*Task brief*:
Please extract every one of the entries below, reproducing each line word for word and in the same order.

*Dataset entries*:
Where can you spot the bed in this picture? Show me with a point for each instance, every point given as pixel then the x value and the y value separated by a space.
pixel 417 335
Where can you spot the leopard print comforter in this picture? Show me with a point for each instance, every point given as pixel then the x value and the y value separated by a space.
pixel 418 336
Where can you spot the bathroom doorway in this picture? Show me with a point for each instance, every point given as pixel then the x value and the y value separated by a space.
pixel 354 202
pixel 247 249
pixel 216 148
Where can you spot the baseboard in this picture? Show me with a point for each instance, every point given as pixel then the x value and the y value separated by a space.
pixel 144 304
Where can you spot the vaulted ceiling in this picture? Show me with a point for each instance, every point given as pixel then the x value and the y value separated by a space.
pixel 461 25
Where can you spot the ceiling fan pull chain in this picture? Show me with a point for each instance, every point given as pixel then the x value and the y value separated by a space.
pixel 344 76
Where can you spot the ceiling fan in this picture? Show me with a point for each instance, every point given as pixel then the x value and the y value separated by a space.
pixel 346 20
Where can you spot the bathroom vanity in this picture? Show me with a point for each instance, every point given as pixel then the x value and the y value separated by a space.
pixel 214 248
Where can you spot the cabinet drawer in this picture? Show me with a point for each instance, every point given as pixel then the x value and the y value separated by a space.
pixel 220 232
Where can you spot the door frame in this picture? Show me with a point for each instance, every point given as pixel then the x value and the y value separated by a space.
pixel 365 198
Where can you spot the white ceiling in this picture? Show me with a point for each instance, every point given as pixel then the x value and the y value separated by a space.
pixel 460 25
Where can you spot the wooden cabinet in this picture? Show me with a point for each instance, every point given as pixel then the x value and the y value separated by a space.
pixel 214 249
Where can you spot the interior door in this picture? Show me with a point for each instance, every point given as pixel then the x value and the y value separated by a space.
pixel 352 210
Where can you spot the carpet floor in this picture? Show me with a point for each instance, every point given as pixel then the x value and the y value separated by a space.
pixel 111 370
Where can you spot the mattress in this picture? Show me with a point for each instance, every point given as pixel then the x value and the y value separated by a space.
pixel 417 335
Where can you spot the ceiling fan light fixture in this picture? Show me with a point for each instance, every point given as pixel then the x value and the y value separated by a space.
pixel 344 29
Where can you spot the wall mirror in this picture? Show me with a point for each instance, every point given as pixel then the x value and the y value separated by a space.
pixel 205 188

*Written solution*:
Where can you spot the bed in this picture? Show me with a point for each instance, every point given as pixel then the x value and the y value separated by a space.
pixel 417 335
Where can you spot the leopard print comforter in this picture? Show me with a point for each instance, every point given as pixel then the x value and the y value separated by a space.
pixel 418 336
Where can you spot the bathroom doorway in this picture? Show me with a point for each instance, every point given as pixel then the x value and the y value separated by a space.
pixel 354 202
pixel 247 249
pixel 216 148
Where can you spot the baseboard in this picture? Show me with a point for each instance, every point given as pixel then the x value and the y value separated by a space.
pixel 144 304
Where can you spot the vaulted ceiling in this picture? Show me with a point for each instance, every point given as pixel then the x value and the y value separated by a space.
pixel 461 25
Where can you spot the ceiling fan pull chain in this picture? Show me with a point for each instance, every point given as pixel then the x value and the y value separated by a space.
pixel 344 76
Where can you spot the ceiling fan in this picture? Show me with a point for each instance, every point given as pixel then the x value and the y value separated by a space.
pixel 346 20
Where can you spot the bathroom vanity in this picture? Show me with a point for each instance, every point given as pixel then the x value and the y value separated by a space.
pixel 214 248
Where can you spot the cabinet drawer in this picture? Show me with a point for each instance, every point given as pixel then the x value and the y value separated by a space.
pixel 220 232
Where can you spot the door frame in this picture? Show me with a point for each instance, every point given as pixel then the x value and the y value separated by a space.
pixel 365 198
Where can you spot the white ceiling in this picture? Show me with a point for each instance, every point given as pixel then the x value and the y value separated by a space.
pixel 460 25
Where can you spot the wooden cabinet in this picture? Show me with a point for each instance, every point given as pixel then the x value and the y value separated by a space.
pixel 214 249
Where can you spot the interior door in this picture? Show me with a point for each instance, every point given as pixel then the x value and the y value separated by a space.
pixel 352 210
Where can you spot the carpet floor in this picture? Show me with a point for each instance, every point given as pixel then the x value and the y value separated by a space.
pixel 111 370
Where can you spot the mattress in this picture? Show me with a point for each instance, every point given as pixel then the x value and the y value separated by a space.
pixel 417 335
Where can you spot the ceiling fan light fixture in this picture? Show me with a point for each instance, every point given as pixel then the x value and the y value separated by a space.
pixel 344 29
Where can you spot the wall mirror in this picture? Show me with a point for each instance, every point given as pixel then the x value and the y value separated by a space.
pixel 205 188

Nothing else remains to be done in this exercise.